>>>

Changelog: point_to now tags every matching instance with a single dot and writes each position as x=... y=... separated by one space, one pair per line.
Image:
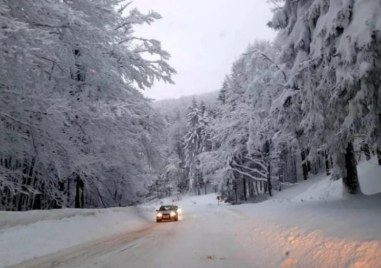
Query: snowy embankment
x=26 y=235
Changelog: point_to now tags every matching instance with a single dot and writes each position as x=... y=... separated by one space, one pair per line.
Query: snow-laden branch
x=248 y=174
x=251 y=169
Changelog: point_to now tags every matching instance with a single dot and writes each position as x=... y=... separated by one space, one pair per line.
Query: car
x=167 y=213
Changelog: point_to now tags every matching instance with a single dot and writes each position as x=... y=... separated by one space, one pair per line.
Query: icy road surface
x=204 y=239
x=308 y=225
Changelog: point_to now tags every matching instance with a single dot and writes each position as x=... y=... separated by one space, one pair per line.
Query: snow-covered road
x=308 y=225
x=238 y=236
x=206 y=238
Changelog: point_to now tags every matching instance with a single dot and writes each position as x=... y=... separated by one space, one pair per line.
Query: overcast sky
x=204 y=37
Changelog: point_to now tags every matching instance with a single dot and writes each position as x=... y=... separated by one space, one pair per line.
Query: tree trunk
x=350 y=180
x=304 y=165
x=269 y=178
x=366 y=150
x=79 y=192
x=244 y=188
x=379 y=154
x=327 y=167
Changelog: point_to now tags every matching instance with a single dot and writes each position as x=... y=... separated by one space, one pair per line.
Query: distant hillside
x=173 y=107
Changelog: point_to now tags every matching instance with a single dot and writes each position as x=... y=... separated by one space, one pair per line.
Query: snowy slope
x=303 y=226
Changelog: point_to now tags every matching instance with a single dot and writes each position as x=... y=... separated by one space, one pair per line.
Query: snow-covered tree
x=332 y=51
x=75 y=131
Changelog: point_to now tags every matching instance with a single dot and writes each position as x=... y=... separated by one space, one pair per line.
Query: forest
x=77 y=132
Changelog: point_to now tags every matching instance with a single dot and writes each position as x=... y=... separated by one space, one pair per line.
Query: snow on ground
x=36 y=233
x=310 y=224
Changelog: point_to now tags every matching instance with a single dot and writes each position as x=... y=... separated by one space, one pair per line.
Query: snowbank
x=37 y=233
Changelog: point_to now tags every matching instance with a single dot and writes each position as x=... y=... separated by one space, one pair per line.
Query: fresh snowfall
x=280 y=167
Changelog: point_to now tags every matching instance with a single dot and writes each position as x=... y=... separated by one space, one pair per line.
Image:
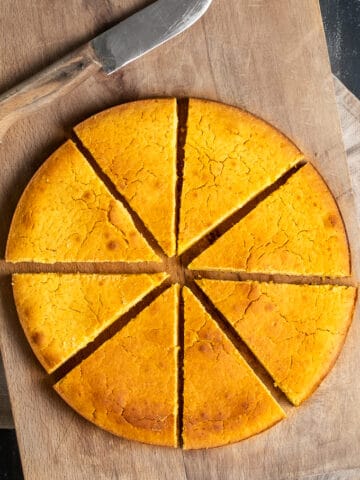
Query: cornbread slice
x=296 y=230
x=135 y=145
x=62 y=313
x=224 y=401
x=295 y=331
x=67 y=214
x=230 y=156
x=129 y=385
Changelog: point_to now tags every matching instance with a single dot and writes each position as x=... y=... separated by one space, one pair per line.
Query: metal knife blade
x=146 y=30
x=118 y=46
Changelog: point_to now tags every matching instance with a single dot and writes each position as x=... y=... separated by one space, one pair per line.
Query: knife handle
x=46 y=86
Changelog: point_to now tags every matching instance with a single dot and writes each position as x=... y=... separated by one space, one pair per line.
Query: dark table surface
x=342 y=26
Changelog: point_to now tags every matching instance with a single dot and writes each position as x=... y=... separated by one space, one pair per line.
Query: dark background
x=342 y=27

<<<
>>>

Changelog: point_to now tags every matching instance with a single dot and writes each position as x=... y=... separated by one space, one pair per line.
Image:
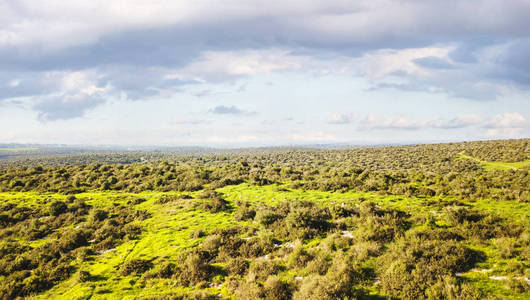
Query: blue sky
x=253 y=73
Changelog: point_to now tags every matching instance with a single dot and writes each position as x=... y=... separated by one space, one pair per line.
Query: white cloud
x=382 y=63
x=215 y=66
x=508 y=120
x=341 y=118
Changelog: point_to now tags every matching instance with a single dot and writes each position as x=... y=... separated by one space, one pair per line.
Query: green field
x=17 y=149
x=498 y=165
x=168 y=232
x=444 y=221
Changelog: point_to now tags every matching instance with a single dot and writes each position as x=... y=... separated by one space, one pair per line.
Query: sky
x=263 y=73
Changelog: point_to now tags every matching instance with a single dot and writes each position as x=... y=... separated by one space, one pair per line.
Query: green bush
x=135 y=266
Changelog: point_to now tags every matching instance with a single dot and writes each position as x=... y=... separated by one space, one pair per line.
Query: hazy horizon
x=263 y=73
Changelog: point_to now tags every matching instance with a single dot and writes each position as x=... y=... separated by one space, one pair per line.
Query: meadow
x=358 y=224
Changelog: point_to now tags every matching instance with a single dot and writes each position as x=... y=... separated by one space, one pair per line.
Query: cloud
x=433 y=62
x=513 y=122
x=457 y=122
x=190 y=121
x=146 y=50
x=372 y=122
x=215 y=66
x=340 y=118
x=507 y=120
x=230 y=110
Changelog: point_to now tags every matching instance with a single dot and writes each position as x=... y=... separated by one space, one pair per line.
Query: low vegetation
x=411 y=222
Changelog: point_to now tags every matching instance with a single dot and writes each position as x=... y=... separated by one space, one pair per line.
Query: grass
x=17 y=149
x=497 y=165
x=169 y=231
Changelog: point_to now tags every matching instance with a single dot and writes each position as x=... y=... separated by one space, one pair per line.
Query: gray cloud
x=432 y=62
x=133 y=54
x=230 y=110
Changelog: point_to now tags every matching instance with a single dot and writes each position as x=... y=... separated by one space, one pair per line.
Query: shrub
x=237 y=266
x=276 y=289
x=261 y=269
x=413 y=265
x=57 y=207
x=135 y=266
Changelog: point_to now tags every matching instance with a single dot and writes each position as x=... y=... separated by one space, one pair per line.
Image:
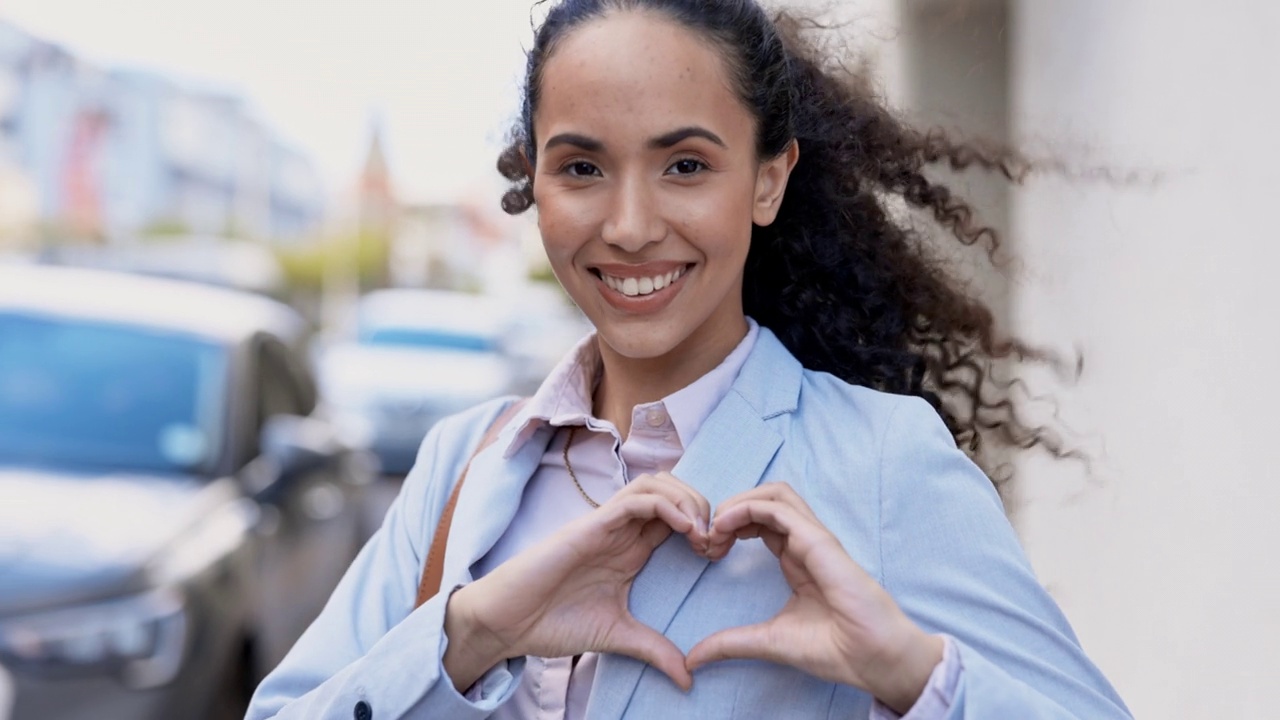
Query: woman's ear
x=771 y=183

<<<
>>>

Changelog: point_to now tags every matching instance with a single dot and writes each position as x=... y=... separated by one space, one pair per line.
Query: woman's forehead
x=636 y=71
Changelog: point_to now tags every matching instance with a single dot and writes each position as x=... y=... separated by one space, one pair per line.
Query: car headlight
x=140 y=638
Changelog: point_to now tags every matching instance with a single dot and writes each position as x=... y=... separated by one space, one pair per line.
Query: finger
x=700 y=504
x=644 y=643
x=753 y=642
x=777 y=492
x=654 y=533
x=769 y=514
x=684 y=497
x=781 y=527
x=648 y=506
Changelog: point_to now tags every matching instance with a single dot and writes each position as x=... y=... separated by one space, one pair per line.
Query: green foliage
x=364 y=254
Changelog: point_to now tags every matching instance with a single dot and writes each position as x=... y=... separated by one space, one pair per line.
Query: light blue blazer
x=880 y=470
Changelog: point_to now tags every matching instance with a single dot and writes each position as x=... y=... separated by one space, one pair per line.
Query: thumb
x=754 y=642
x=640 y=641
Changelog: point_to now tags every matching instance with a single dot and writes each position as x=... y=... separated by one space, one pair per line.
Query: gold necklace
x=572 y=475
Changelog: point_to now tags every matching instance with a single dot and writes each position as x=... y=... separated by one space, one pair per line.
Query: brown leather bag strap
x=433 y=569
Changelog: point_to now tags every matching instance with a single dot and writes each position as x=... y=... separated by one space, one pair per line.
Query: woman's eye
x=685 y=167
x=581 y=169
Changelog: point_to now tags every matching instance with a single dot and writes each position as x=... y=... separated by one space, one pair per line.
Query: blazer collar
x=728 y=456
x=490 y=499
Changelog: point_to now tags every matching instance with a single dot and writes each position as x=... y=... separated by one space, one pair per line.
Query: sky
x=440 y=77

<<<

▶ [Exercise instructions] Pull out each line in the items above that contains the word "surface". Upper- and lowercase letters must match.

▶ [Solved problem]
Query: icy road surface
Query: dark table surface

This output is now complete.